» **Stored data entries**

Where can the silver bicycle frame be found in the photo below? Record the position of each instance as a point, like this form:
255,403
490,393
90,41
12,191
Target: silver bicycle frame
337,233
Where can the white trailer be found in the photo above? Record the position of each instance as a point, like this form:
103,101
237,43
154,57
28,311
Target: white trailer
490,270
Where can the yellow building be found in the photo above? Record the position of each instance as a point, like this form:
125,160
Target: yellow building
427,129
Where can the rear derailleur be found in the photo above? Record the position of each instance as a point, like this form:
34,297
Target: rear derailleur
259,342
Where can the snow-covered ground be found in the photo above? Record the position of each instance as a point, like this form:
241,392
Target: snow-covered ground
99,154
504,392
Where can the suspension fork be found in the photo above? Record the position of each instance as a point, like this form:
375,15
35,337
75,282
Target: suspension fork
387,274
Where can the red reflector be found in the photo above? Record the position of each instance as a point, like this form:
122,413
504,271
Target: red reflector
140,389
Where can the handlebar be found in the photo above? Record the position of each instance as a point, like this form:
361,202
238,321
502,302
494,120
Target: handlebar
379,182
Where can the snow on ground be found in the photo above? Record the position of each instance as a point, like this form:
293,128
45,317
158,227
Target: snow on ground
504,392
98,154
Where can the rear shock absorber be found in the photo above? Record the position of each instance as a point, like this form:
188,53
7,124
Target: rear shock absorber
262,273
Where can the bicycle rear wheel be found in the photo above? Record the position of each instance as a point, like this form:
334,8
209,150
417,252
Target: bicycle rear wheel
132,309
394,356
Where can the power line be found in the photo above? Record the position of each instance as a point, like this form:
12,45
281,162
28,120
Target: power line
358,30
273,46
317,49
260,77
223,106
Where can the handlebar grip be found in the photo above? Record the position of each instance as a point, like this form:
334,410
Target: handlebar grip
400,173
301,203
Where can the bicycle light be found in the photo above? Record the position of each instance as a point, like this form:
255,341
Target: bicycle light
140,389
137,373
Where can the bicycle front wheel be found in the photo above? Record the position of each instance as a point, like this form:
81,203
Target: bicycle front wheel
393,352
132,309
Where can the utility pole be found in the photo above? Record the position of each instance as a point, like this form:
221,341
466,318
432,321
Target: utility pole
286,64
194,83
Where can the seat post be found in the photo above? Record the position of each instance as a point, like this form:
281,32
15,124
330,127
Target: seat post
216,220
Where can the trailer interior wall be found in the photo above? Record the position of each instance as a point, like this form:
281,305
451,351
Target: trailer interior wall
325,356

» **Exercise objective**
Down to the last line, repeat the data exactly.

» **Solution below**
Where can the silver bicycle frame be found in the photo below? Record the position of each instance as a point, like this form:
255,403
490,393
90,41
12,191
Target: silver bicycle frame
337,233
Where can the white trailer be found in the photo above? Record the position of each instance as a point, like this form:
103,101
237,43
154,57
28,311
Target: white trailer
490,270
Where can the yellow building be found in the photo above? Record the position of each instance as a point, like this form:
125,160
Target: yellow building
427,129
Where can the rear derailleur be found in the photo above? Record the position of each instance as a point, like this form:
34,297
Target: rear derailleur
259,342
Where can the snow-covered ground be found in the photo above? Record the position of each instance as a point, like this form:
241,392
Target: snow-covered ground
99,154
504,392
Where can the suspension fork be found in the photo above? Record the position of each instance as a point, like this form:
375,15
35,337
75,282
Target: suspension fork
387,274
Where can the red reflector be found in the photo above? Record the position of each instance as a point, like this form:
122,413
504,271
Target: red reflector
140,389
Where can the handlebar be found in the photo above? Record the position of each instance as a point, like this form:
361,202
238,321
502,302
494,120
Target: handlebar
379,182
Where can the snow on ground be found in the photo above? Record the position of each instance as a point, like this form:
293,128
45,317
158,227
Target: snow on ground
504,392
98,154
Where can the rear shock absorber be found in the photo above? Record the position of each instance as a point, like this form:
188,53
7,124
Target: rear shock absorber
262,273
Where can the bicycle rear wheel be found in the photo above? Record the position of each instance as a point, like this form:
334,8
209,150
417,252
Target: bicycle rear wheel
132,309
394,356
Where can the power line be found in the photo above? Record the position of each instance as a point, like this form:
12,45
281,162
28,120
Target: power line
358,30
273,46
317,49
260,77
223,106
Where can the handlebar grip be found in the photo above? Record the position of each instance as a point, like this form:
334,410
Target: handlebar grip
400,173
301,203
Where can the bicycle light be found in the photo above? Record the position of each instance as a point, like this form:
255,341
Target: bicycle light
140,389
137,373
Where can the bicycle front wheel be found in the photo above? Record the position of each instance as a point, like this form:
81,203
Target: bicycle front wheel
393,352
132,309
Where can the utility pole be found in the photo above? Record the position of each instance as a point, like this form:
221,341
466,318
432,321
Target: utility pole
286,64
194,83
Where can the seat post be found in the photo above? Record the position of each instance as a point, like this form:
281,32
15,124
330,127
Target: seat post
216,220
Where can the trailer interior wall be found in the photo above? Record the position of each instance as a point, like this form:
281,305
451,351
Target: trailer interior wall
325,356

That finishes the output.